### Required task
Locate every line below that contains the string "target", and copy each of those lines in full.
#### Data for this task
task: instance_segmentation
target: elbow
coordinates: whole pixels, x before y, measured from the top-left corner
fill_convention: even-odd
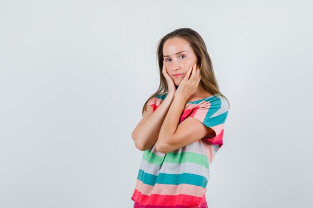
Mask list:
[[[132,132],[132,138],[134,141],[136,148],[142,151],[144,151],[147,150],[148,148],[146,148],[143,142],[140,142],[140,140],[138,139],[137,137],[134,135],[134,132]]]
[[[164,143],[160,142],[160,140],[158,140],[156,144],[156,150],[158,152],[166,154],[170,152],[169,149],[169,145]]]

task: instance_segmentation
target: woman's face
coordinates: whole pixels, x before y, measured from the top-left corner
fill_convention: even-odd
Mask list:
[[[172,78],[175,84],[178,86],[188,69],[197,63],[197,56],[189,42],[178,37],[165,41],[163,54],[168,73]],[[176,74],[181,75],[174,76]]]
########
#### Data for this task
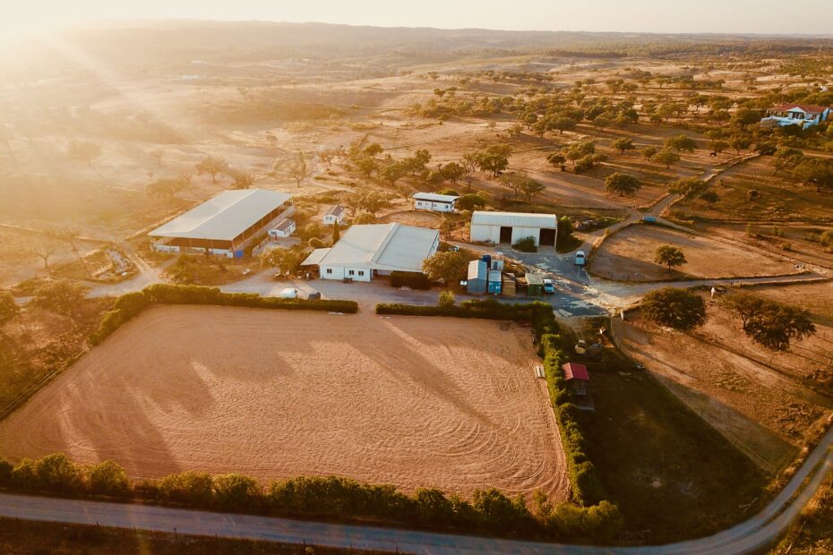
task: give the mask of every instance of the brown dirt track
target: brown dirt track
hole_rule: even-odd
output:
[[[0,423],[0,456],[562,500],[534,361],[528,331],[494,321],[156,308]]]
########
#### Data for this task
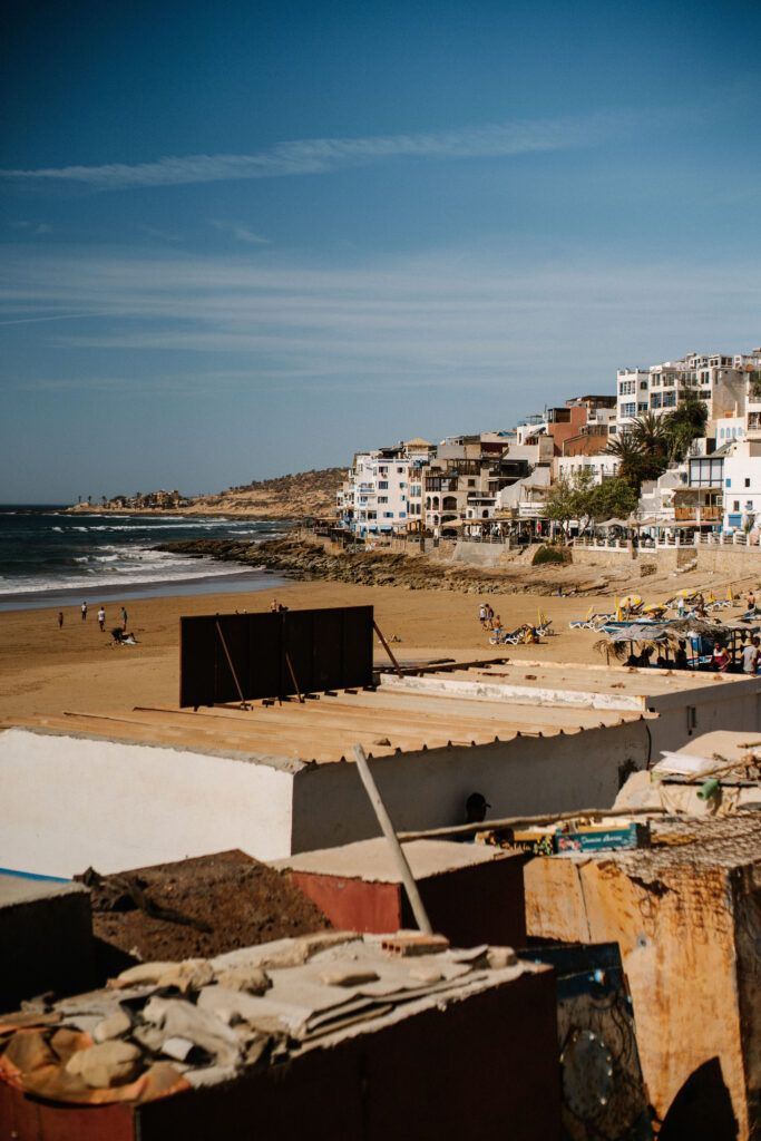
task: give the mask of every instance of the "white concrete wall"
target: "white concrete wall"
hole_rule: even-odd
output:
########
### Solution
target: elbow
target: woman's face
target: brown dirt track
target: "white concrete wall"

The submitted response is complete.